ÜBUNGSTEXT =
- - - - -
Die sei Dir gegönnt, wenngleich ich das so nicht teilen würde.......


----------



## Thomas9904 (18. Mai 2007)

*AW: c+r/c+c-OffTopic-Schrott-Thread sowie "Austobzimmer" für sonstige Uneinsichtige*

@ hotte:
Du hast eigentlich nicht ganz unrecht!!

*Entnehmen ODER zurücksetzen gehört zum angeln* und sollte jeder auch schreiben können.

Die bisherige Regelung das wie gehabt zu handhaben, rührte ja daher, dass eigentlich keiner (ausser den fanatischen Verfechtern der jeweiligen Richtung) Lust auf die dann meist folgenden stressigen Diskussionen hatte und viele genau deswegen nicht mehr posteten.

Genaugenommen sind ja aber nicht die Fangmeldungen und deren Poster schuld, wenns ausartet, sondern diejenigen, die meinen solche Meldungen dann kommentieren zu müssen und eine Diskussion um c+r oder c+c anzufangen - in Threads wo das nicht hingehört.

Egal wie mans regelt, jede Seite versucht immer wieder, ihr jeweiliges Lieblingsthema in die Diskussion zu bringen. 

Daher auch die ursprünglich "harte Linie", ALLES was mit c+r oder c+c zu tun hat, einfach in diesen Thread zu verschieben. Denn je härter und einfacher eine Regelung ist, desto einfacher ist sie am Ende auch durchzusetzen. 

Leider ist es ja oft so gewesen, dass diese fanatischen Anhänger der einen oder anderen Richtung gerade auch ihre Fangmeldungen für ihre Missionierung der jeweils "Andersgläubigen" benutzt hatten - die sich daraufhin natürlich herausgefordert fühlten und meist auf dem gleich niedrigen Niveau einen Streit vom Zaun brachen.

*Dennoch denke ich, dass die meisten Boardies sicherlich vernünftig genug sein werden, um sich aus entsprechenden Diskussionen herauszuhalten. *

Und schliesslich ist (in den meisten Fällen) nicht der Poster eines Fanges schuld - auch wenn er postet ob er den Fisch mitgenommen oder zurückgesetzt hat - sondern diejenigen die daraufhin die Füsse nicht stillhalten können.

*Daher setze ich hiermit voll auf das Verantwortungsgefühl der Boardies und werde erst einschreiten, wenn auf eine Fangmeldung (auch mit Hinweis auf entnehmen oder zurücksetzen) eine entsprechende Diskussion erfolgt.*​
Und werde dann erst die Folgebeiträge ab der entstehenden Diskussion um c+r/c+c in diesen Thread hier verschieben.
- - - - -
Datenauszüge
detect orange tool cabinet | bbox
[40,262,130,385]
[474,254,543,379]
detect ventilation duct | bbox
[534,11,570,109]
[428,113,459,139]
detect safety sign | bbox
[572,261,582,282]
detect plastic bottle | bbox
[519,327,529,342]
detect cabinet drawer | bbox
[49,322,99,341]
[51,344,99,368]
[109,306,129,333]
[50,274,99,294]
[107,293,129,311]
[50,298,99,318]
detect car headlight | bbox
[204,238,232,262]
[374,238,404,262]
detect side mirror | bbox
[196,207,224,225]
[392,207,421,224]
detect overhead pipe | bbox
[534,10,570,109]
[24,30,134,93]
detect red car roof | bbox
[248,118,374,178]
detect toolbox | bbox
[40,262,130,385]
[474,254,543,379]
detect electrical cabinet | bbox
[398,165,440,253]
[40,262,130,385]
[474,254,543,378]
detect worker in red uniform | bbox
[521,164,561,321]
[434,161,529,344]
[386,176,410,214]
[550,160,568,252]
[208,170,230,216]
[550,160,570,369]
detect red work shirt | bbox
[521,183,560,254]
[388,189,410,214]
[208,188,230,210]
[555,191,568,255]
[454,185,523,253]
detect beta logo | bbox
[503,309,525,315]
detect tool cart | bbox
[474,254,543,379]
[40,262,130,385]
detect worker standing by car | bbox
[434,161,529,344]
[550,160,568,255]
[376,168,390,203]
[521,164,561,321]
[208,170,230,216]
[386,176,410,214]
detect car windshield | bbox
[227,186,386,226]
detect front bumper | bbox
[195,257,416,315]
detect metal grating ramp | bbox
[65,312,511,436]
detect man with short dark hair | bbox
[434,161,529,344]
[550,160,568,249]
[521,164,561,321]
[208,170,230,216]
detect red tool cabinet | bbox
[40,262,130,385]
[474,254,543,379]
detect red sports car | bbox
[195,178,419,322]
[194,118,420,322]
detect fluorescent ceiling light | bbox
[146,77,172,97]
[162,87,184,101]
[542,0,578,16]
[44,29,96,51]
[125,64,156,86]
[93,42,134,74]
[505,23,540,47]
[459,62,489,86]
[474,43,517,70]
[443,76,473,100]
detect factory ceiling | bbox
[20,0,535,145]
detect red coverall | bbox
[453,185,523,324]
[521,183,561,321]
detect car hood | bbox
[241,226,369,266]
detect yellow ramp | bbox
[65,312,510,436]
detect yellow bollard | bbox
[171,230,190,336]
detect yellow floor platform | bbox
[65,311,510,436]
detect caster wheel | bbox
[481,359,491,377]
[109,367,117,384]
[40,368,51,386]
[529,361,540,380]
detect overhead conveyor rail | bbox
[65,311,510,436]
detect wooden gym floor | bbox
- - - - -
DEINE AUFGABEN =
1. Übersetze diesen Satz aus dem Forumsbeitrag ins Englische: "Egal wie mans regelt, jede Seite versucht immer wieder, ihr jeweiliges Lieblingsthema in die Diskussion zu bringen."
2. Aktualisiere den Forumsbeitrag von "Leider ist es" bis "vom Zaun brachen." und setze dabei "Bekehrung" anstelle von "Missionierung" ein.
3. Schreib den Forumsbeitrag über c+r und c+c im Anschluss an seinen letzten Satz weiter.

LÖSUNGEN =
1. No matter how you handle it, each side keeps trying to bring its own favorite topic into the discussion.

2.
Leider ist es ja oft so gewesen, dass diese fanatischen Anhänger der einen oder anderen Richtung gerade auch ihre Fangmeldungen für ihre Bekehrung der jeweils "Andersgläubigen" benutzt hatten - die sich daraufhin natürlich herausgefordert fühlten und meist auf dem gleich niedrigen Niveau einen Streit vom Zaun brachen.

3.
Dann sollte es JEDEM wieder möglich sein ganz unproblematisch seine Fangmeldung (mit zurücksetzen oder entnehmen) zu posten, und JEDER sollte trotzdem wissen, dass wir evtl. entstehende Diskussionen um das Thema c+r/c+c dann trotzdem gnadenlos in den Thread hier verschieben werden.

Wir werden dann ja sehen ob und wie das funktionieren wird, ich bin gespannt.....


----------



## hotte50 (18. Mai 2007)

*AW: c+r/c+c-OffTopic-Schrott-Thread sowie "Austobzimmer" für sonstige Uneinsichtige*

@Thomas9904

Donnerwetter...wenn ich mit allem gerechnet hätte....damit nicht ! 

Meine Hochachtung vor dieser Souveränen Reaktion. #r

Mir ist auch klar, das es verdammt schwierig ist, hier Ruhe einkehren zu lassen und das es noch schwieriger ist, eine "normale" Fangmeldung von einer Provokanten zu unterscheiden. Freunde macht man sich mit sowas nicht. Die "harte Linie" trifft jedoch leider zu viele Unschuldige, welche Ihre Fangmeldungen ohne Provozieren zu wollen, hier posten.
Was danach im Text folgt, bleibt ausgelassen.